EXERCISE SET »
**1)** In the bug-debugging guide, which migration file added the Profile column?
**2)** Rewrite the bug-debugging guide's paragraph that begins "If Sisyphus loads the /diagnose skill" as a short list that keeps its main facts.
**3)** Continue the bug-debugging guide past its last line.
──────── SELECTED TEXT ────────
Debug a Bug
Goal: Reproduce, diagnose, and fix a bug with Sisyphus — with Oracle as a fallback for hard cases.
Step 1: Write a Good Bug Report
Don't just say "it's broken." Give Sisyphus what it needs to find the bug fast.
Weak:
"Login is broken"Strong:
"Login returns 500 when submitting credentials. Happens only for users
who signed up before 2024-03-01 — newer accounts work fine.
The error shows in logs as: 'nil pointer dereference in token.Generate'.
Reproduces 100% with user id=42 in the dev database."Good bug reports include:
- What broke — the visible symptom (error message, wrong output, crash)
- When it breaks — the exact condition that triggers it
- What works — the contrast case, if one exists
- Where to look — the log line, the endpoint, the function name
Step 2: Sisyphus Explores
Sisyphus reads your description and starts exploring — not guessing. It follows the call stack, reads the relevant code, and maps the path:
[Sisyphus] Reproducing: login 500 for pre-2024-03-01 users
[Sisyphus] Exploring: internal/auth/login.go, internal/models/user.go
[Sisyphus] Tracing: handler → auth.Login() → token.Generate()
[Sisyphus] Reading: token.Generate() source...
[Sisyphus] Found: user.Profile is nil for legacy users
(Profile column added in migration 20240301_add_user_profile.sql,
no backfill was run for existing users)
token.Generate() dereferences user.Profile.DisplayName without nil checkSisyphus reports the root cause before touching a line of code.
Step 3: The /diagnose Skill
If Sisyphus loads the /diagnose skill (automatically for unclear bugs, or when you ask), you get a structured diagnosis before any fix is applied:
=== Diagnosis Report ===
Bug: Nil pointer dereference in token.Generate()
Root cause: user.Profile is nil for accounts created before 2024-03-01
Affected scope:
- All users with created_at < 2024-03-01
- Estimated ~1,200 users in production
Proposed fix:
1. Add nil check in token.Generate() before accessing Profile fields
2. Backfill empty Profile rows for legacy users (separate migration)
3. Add test: login with nil Profile should succeed
Risk: Low — nil check is additive, backfill is idempotentRead this before approving. If the diagnosis is wrong, correct it now:
"The backfill is too risky right now — skip it, just fix the nil check"
"The root cause is wrong — Profile is set but DisplayName is empty, not nil"Step 4: Fix and Verify
Once the diagnosis is correct:
"Fix it"Or be specific about scope:
"Fix the nil check only. Leave the backfill for a separate PR."Sisyphus delegates the fix and verifies:
[Sisyphus] Delegating fix to deep agent...
[deep] Adding nil check in token.Generate()...
[deep] Adding test: TestLoginWithNilProfile...
──────── DATASET RECORDS ────────
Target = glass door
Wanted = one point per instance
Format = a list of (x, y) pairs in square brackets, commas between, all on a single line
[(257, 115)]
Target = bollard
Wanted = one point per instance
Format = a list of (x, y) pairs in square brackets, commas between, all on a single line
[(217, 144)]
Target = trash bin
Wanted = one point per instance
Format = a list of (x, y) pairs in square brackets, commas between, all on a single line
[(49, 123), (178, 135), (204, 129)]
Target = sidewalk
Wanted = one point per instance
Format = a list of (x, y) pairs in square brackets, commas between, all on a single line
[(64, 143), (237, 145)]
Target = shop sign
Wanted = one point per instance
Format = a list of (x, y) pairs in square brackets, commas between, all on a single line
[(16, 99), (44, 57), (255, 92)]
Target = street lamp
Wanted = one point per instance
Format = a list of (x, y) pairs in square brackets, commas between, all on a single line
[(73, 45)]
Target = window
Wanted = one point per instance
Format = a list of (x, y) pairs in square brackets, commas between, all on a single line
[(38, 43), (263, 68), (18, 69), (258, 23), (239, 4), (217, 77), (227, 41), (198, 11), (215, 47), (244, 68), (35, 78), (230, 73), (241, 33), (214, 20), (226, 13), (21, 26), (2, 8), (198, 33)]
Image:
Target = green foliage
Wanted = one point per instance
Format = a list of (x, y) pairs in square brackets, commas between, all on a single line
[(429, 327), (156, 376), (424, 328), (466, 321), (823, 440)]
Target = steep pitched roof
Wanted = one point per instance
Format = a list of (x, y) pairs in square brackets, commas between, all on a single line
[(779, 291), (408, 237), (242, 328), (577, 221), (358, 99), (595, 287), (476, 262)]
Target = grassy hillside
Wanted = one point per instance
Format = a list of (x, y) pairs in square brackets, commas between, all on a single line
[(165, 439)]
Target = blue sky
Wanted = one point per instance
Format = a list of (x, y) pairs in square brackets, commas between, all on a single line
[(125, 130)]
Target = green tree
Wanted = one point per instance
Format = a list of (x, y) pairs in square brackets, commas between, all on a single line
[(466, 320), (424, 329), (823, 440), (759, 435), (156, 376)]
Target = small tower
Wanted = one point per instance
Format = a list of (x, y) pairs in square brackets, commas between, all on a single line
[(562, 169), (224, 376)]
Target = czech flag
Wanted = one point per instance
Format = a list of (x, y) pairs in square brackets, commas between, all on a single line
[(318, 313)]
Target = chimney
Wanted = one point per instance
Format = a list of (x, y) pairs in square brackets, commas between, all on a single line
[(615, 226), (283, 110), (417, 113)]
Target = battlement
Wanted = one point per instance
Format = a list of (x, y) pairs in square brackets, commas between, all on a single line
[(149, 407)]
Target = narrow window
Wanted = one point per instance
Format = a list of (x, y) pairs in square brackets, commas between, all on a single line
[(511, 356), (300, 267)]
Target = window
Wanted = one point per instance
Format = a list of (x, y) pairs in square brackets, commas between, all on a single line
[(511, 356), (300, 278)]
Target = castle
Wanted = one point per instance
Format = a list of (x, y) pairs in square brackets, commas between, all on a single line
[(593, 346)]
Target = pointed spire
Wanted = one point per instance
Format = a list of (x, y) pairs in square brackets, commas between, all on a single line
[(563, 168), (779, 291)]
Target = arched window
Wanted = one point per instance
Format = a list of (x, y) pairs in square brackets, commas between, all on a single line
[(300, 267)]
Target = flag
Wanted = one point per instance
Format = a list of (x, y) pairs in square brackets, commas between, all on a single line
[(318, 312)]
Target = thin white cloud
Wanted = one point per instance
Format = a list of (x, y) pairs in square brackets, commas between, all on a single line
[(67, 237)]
────────
ANSWERS »
**1)** 20240301_add_user_profile.sql

**2)**
- Sisyphus can load the /diagnose skill.
- It loads it automatically for unclear bugs, or when you ask.
- You then get a structured diagnosis before any fix is applied.

**3)**
[deep] Running test suite...
[deep] Tests: ✓ (52 passed, 1 new)
[deep] Build: ✓
[Sisyphus] Done.Step 5: Verify Yourself
Always verify against the original reproduction case:
# The broken case — should now return 200 + token
curl -X POST http://localhost:8080/login \
-d '{"email":"legacy@example.com","password":"correct-password"}'
# Regression: new users still work
curl -X POST http://localhost:8080/login \
-d '{"email":"new@example.com","password":"correct-password"}'
# Test suite
go test ./internal/auth/... -vAlso review the diff:
git diff --stat
git diff internal/auth/A good bug fix touches the minimum code. If the diff is large, ask Sisyphus to explain why.
When to Involve Oracle
Sisyphus escalates to Oracle automatically after 2 failed fix attempts. You can also call Oracle directly for hard bugs:
"Consult Oracle: why does our WebSocket connection drop under load after ~2 minutes?"Oracle analyzes the problem without writing code, then hands a recommendation back to Sisyphus:
[Oracle] Analyzing: WebSocket disconnect under load after ~2 minutes
[Oracle] Reading: connection pool config, timeout settings, nginx config
[Oracle] Finding: nginx proxy_read_timeout defaults to 60s. Under load,
idle connections hit the timeout. Your keepalive ping interval
is 120s — longer than the nginx timeout.
[Oracle] Recommendation: reduce ping interval to 45s OR increase
proxy_read_timeout to 300s in nginx. Prefer the ping interval
change — safer, no nginx restart required.
[Sisyphus] Applying Oracle recommendation...Reach for Oracle when:
- Sisyphus has tried and failed twice
- The bug involves infrastructure, concurrency, or network behavior
- You want a second opinion before a risky fix
- The root cause is outside application code (nginx, database config, OS)